(SOURCE MATERIAL)
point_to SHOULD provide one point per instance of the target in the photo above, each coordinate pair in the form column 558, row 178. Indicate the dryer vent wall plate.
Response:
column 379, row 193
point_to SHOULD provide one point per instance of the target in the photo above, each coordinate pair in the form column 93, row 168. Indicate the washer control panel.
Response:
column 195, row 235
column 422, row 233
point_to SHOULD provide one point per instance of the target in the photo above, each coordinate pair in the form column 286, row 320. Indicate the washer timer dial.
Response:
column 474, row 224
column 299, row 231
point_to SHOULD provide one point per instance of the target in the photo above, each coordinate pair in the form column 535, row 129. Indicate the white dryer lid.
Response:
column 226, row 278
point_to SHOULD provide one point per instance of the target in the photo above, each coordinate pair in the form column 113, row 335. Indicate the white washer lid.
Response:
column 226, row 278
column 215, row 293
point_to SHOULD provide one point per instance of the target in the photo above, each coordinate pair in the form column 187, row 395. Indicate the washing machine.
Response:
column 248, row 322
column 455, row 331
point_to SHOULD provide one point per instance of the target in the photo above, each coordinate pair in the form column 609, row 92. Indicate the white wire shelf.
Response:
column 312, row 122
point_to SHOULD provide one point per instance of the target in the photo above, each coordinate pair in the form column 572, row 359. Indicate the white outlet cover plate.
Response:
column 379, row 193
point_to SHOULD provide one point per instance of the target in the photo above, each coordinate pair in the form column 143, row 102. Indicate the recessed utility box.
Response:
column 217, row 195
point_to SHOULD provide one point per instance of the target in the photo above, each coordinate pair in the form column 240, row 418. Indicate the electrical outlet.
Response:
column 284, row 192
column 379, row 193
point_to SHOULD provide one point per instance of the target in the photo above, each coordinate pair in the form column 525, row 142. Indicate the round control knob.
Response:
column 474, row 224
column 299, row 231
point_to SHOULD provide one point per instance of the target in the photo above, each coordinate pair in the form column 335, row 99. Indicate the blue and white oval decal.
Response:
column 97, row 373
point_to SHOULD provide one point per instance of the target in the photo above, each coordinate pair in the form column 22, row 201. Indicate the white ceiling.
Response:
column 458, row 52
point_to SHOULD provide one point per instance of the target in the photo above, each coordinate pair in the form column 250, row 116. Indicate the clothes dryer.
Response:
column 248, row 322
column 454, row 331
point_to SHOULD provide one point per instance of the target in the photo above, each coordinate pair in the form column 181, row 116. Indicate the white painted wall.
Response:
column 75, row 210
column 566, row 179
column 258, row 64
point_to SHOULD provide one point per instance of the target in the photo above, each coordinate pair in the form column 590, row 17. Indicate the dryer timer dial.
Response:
(End SOURCE MATERIAL)
Write out every entry again exactly, please, with nothing missing.

point_to SHOULD provide one point per instance of the target in the photo above, each coordinate pair in the form column 558, row 178. Indicate the dryer vent wall plate.
Response:
column 379, row 193
point_to SHOULD provide one point per instance of the target in the photo above, each coordinate pair in the form column 93, row 168. Indicate the washer control panel.
Response:
column 195, row 235
column 422, row 233
point_to SHOULD provide one point per instance of the target in the photo above, each coordinate pair in the form column 286, row 320. Indicate the washer timer dial.
Response:
column 474, row 224
column 299, row 231
point_to SHOULD provide one point per instance of the target in the photo above, each coordinate pair in the form column 535, row 129. Indicate the white dryer lid.
Response:
column 226, row 278
point_to SHOULD provide one point per instance of the target in the photo above, each coordinate pair in the form column 113, row 335. Indicate the white washer lid.
Response:
column 226, row 278
column 215, row 293
point_to SHOULD provide one point per instance of the target in the photo above, each coordinate pair in the form column 187, row 395. Indicate the washing machine.
Response:
column 248, row 322
column 455, row 331
point_to SHOULD provide one point per instance of the target in the photo above, each coordinate pair in the form column 609, row 92. Indicate the white wire shelf.
Response:
column 312, row 122
point_to SHOULD provide one point per instance of the target in the photo above, each coordinate pair in the form column 572, row 359. Indicate the white outlet cover plate.
Response:
column 379, row 193
point_to SHOULD provide one point per instance of the target in the photo above, each coordinate pair in the form column 143, row 102. Indicate the recessed utility box.
Response:
column 217, row 195
point_to SHOULD provide one point per instance of the target in the photo above, each coordinate pair in the form column 240, row 418. Indicate the electrical outlet.
Response:
column 284, row 192
column 379, row 193
point_to SHOULD provide one point per instance of the target in the photo above, each coordinate pair in the form column 525, row 142. Indicate the round control knob.
Response:
column 474, row 224
column 299, row 231
point_to SHOULD provide one point per instance of the target in the photo above, each coordinate pair in the form column 335, row 99. Indicate the blue and white oval decal.
Response:
column 97, row 373
point_to SHOULD provide one point per instance of the target in the photo above, each coordinate pair in the form column 22, row 201. Indicate the white ceiling.
Response:
column 458, row 52
point_to SHOULD provide one point per instance of the target in the photo above, each coordinate pair in the form column 250, row 116. Indicate the clothes dryer.
Response:
column 248, row 322
column 454, row 331
point_to SHOULD provide one point per instance of the target in the photo above, each coordinate pair in the form column 181, row 116. Indicate the white painted wall.
Response:
column 75, row 210
column 566, row 179
column 258, row 64
point_to SHOULD provide one point per instance of the target in the photo above, each coordinate pair in the form column 590, row 17. Indicate the dryer timer dial.
Response:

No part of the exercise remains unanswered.